Selected extract:
========================

Earlier this year, the spy satellite industry was hit hard by defense budget cuts.
For the top two commercial satellite companies, which survive largely by providing imagery to the Pentagon and U.S. intelligence agencies, the cuts left only enough money for one to survive.
Now budget austerity has forced the companies to merge together and create a new space monopoly with control over what we see from orbit.
On Monday, Colorado-based satellite firm DigitalGlobe announced it’s merging with Virginia-based competitor GeoEye in a stock and cash deal worth $900 million. The merger works out in DigitalGlobe’s favor, which keeps its name intact and whose shareholders will control 64 percent of the new company.
DigitalGlobe will also take over GeoEye operations. Best known for providing imagery for applications like Google Earth, the companies combined provide more than three-quarters of the U.S. government’s satellite images.

========================

(Saved data entries)
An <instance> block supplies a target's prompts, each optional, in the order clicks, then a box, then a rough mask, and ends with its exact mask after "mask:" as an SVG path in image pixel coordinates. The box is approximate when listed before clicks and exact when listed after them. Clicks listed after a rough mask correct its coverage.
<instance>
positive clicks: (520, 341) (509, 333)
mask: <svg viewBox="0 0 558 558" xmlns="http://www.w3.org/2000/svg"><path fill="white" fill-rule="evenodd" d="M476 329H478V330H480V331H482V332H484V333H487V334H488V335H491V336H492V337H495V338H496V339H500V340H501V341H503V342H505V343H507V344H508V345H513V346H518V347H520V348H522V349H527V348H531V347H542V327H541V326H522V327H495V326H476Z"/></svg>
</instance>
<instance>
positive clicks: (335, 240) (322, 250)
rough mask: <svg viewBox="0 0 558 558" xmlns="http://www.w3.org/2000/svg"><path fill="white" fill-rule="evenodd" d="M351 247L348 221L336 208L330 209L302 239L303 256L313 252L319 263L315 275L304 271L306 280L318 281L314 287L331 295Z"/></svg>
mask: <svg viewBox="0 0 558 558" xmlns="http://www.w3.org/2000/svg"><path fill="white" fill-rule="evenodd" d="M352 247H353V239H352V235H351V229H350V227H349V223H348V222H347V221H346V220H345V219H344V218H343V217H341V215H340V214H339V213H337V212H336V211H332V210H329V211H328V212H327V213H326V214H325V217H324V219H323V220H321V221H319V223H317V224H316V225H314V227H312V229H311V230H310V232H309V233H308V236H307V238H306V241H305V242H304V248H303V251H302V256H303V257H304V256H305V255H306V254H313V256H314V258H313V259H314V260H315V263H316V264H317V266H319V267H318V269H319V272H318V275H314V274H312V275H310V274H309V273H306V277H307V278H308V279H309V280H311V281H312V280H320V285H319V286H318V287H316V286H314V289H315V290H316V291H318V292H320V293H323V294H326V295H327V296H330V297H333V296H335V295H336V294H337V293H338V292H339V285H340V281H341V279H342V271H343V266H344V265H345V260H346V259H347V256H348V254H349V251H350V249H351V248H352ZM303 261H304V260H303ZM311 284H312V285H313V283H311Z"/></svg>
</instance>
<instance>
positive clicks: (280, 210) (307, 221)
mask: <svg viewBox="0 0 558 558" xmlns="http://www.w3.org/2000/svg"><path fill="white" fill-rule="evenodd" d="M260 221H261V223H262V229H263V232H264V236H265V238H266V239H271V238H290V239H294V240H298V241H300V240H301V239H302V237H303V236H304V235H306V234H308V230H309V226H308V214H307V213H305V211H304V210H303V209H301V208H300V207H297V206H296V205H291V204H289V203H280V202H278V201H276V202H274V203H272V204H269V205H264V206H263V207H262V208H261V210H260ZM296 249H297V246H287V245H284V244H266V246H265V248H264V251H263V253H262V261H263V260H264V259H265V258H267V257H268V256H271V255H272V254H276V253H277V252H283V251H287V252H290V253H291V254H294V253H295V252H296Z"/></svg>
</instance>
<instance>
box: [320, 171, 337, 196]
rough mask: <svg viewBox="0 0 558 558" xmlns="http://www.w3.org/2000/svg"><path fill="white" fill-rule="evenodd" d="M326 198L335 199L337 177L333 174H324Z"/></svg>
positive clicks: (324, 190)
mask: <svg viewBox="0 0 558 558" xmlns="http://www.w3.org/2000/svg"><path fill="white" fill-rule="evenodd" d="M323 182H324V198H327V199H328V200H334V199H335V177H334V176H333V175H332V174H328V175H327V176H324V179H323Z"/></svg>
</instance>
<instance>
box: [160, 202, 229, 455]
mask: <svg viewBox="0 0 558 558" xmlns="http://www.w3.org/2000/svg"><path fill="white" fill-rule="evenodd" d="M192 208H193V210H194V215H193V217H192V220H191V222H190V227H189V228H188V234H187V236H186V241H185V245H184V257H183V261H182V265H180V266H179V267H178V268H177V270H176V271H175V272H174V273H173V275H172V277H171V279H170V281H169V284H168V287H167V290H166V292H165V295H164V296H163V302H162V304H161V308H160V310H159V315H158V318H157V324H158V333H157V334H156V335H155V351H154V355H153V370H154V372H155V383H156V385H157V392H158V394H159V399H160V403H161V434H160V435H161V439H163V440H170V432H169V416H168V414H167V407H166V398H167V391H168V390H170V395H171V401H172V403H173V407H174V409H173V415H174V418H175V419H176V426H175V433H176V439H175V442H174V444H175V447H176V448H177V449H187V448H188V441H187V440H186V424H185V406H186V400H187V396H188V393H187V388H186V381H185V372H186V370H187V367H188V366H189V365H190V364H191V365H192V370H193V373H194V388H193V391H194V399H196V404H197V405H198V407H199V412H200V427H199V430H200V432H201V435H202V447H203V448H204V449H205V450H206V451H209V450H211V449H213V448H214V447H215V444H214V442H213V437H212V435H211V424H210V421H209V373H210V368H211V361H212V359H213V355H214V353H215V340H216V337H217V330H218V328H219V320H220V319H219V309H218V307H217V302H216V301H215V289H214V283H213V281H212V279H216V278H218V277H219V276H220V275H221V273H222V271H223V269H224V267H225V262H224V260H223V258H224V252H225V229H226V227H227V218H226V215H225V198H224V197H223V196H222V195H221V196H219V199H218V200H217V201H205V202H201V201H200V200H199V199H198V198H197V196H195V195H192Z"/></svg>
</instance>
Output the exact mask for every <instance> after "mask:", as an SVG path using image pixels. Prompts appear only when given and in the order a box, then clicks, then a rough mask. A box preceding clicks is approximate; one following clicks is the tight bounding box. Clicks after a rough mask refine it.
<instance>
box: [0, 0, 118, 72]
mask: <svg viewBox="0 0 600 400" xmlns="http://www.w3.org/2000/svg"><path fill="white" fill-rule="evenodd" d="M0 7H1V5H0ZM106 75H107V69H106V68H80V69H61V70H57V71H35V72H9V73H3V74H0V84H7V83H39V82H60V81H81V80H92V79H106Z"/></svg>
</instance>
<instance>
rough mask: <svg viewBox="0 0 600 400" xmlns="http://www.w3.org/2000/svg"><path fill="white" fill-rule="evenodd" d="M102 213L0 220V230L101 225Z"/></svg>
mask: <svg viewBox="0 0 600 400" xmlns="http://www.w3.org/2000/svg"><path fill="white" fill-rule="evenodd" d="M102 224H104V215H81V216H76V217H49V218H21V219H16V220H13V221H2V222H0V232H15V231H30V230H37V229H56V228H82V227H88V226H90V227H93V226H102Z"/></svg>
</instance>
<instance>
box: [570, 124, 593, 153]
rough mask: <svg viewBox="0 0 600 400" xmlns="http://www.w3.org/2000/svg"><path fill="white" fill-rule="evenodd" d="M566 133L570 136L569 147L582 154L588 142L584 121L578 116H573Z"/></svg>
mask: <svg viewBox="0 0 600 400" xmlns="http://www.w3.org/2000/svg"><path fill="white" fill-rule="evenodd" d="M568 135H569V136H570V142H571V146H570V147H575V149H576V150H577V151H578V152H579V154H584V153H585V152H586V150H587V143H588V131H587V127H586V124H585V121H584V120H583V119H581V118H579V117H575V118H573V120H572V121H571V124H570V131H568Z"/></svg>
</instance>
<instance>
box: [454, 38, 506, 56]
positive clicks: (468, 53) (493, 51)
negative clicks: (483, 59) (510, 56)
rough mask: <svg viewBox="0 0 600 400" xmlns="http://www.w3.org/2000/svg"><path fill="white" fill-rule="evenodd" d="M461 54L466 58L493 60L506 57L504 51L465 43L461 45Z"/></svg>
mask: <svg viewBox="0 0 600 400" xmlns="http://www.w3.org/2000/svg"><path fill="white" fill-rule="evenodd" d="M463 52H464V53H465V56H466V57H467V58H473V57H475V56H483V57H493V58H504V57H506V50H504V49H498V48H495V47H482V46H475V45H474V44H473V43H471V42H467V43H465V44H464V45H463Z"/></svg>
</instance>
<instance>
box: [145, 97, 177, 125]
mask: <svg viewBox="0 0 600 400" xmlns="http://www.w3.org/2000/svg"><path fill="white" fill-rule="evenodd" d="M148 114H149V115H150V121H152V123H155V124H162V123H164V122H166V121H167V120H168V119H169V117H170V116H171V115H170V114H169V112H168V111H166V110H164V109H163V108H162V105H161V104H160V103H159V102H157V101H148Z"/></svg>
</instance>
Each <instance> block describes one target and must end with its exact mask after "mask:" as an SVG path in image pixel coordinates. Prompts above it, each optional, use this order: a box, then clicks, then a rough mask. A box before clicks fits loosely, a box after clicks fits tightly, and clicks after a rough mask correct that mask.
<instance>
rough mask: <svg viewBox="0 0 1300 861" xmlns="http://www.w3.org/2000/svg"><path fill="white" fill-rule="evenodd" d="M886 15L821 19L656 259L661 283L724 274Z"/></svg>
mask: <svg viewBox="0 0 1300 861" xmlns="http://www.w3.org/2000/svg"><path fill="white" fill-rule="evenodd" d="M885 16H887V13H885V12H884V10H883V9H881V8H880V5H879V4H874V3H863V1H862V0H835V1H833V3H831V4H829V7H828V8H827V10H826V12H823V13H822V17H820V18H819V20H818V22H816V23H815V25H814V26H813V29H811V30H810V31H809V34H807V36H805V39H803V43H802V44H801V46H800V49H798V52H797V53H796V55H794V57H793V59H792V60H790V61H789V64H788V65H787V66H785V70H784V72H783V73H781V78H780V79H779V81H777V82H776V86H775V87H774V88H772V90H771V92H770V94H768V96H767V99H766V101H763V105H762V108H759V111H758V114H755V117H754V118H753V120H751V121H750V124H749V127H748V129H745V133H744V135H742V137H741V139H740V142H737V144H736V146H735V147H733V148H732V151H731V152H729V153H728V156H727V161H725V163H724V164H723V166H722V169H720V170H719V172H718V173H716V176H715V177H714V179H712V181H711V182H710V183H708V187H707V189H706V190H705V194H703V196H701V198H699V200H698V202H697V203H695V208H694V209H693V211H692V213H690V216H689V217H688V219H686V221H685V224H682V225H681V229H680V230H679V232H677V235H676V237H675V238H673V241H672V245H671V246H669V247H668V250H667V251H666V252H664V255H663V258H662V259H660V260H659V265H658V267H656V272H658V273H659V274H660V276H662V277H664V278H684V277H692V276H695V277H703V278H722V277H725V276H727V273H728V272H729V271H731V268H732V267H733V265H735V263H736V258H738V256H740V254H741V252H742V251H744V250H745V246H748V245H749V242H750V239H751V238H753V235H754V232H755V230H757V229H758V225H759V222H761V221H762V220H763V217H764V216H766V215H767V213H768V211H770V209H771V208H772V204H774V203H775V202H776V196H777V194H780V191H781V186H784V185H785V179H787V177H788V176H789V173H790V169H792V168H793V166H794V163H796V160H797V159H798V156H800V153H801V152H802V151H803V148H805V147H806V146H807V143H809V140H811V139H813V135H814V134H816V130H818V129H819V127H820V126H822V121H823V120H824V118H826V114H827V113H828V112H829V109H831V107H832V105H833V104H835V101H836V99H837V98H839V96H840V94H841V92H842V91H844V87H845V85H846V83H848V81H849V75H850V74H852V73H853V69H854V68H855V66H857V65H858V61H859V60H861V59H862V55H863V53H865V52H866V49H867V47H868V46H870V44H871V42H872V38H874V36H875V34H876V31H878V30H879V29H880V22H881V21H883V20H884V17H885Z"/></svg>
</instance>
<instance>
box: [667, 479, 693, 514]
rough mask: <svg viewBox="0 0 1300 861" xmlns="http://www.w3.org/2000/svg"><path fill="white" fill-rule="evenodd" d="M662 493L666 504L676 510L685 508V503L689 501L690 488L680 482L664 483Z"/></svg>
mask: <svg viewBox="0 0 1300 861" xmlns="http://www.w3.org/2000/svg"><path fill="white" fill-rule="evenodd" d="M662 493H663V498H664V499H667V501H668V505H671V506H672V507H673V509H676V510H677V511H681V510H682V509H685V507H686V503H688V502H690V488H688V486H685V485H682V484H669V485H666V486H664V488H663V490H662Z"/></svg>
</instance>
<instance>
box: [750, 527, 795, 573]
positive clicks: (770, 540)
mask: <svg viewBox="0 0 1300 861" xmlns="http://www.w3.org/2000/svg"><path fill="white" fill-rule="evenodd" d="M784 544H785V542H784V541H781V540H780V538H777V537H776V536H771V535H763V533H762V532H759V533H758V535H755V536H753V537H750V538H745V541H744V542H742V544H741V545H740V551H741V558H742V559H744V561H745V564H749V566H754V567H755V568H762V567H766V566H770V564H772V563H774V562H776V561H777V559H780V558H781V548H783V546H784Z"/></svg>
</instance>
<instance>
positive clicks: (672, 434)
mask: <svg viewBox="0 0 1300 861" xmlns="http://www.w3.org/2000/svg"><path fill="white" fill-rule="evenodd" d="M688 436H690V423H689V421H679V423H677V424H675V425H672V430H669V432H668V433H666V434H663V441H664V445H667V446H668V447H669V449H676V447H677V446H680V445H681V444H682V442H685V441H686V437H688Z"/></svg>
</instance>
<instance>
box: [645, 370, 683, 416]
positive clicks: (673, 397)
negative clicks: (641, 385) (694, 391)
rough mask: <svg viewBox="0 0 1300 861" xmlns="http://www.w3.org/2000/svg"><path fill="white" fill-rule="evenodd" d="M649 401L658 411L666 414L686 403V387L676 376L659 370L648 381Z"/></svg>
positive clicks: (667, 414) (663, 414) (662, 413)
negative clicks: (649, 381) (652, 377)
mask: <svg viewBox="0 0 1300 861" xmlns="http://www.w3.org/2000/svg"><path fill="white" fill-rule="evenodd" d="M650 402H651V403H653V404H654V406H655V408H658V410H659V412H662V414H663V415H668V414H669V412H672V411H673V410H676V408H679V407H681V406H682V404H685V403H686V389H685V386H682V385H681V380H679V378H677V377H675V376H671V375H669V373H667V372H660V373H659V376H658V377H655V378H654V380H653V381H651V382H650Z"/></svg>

========================

Prompt: Retype the article on the DigitalGlobe and GeoEye merger from "Earlier this year, the" up to and including "the new company.". None of the records are needed for this.

Completed task:
Earlier this year, the spy satellite industry was hit hard by defense budget cuts.
For the top two commercial satellite companies, which survive largely by providing imagery to the Pentagon and U.S. intelligence agencies, the cuts left only enough money for one to survive.
Now budget austerity has forced the companies to merge together and create a new space monopoly with control over what we see from orbit.
On Monday, Colorado-based satellite firm DigitalGlobe announced it’s merging with Virginia-based competitor GeoEye in a stock and cash deal worth $900 million. The merger works out in DigitalGlobe’s favor, which keeps its name intact and whose shareholders will control 64 percent of the new company.